- _TASK DIRECTIONS_
Can you rescale the lines that begin at the one containing "Please annotate every rear" and end after the one containing "[220,206,240,217]"? Repeat every line, requests included, and multiply each box coordinate in the answers by 0.6, rounding to whole numbers with halves rounded up.

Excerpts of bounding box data

▬▬▬▬▬▬

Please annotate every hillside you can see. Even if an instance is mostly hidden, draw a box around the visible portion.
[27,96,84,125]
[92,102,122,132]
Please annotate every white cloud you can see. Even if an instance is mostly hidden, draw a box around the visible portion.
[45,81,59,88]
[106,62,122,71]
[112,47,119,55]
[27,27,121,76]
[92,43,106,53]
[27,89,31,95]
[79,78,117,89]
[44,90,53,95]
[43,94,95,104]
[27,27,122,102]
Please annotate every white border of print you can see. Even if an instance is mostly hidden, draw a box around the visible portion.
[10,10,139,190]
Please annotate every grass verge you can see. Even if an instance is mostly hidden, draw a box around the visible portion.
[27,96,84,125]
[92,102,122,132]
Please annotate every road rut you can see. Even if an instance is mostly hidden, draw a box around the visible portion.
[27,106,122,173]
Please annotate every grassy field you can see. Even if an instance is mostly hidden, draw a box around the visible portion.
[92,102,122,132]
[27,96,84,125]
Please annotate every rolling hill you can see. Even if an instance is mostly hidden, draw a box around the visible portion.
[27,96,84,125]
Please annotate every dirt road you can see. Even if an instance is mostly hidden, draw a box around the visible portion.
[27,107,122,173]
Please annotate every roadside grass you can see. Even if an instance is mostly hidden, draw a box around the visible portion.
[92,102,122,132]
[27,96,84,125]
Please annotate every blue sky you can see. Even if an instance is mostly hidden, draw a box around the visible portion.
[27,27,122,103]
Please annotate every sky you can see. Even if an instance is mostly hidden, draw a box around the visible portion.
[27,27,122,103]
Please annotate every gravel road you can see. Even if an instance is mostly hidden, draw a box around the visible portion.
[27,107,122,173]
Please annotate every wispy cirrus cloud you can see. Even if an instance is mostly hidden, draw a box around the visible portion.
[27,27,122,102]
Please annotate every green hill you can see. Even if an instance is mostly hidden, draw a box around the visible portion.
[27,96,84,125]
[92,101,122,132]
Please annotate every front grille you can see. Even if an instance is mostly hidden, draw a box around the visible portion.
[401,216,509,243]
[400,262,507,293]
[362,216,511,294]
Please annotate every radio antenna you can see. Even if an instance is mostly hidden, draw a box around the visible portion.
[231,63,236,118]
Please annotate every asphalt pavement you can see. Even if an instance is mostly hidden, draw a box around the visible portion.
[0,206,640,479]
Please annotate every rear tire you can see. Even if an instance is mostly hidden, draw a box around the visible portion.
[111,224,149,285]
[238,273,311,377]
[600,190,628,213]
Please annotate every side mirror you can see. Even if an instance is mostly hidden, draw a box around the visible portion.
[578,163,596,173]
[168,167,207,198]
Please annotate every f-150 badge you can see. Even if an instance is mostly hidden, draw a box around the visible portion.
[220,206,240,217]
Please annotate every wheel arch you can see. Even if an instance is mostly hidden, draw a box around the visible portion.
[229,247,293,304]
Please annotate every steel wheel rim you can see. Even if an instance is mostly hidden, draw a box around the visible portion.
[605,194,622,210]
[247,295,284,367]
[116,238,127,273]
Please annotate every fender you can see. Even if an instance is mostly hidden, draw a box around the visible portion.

▬▬▬▬▬▬

- _TASK OUTPUT_
Please annotate every rear tire you can see. Even if an instance is mostly hidden, draw a box around the visible portion.
[67,134,89,171]
[143,164,187,226]
[360,114,377,128]
Please annotate every side mirror you can see. Even if an instance is mostly hidden, draw a box around the visible portion.
[347,98,358,104]
[101,100,124,119]
Please annotate every f-150 badge you can see. Even if an instance is mostly hidden, draw a box around the visible portion.
[132,124,144,130]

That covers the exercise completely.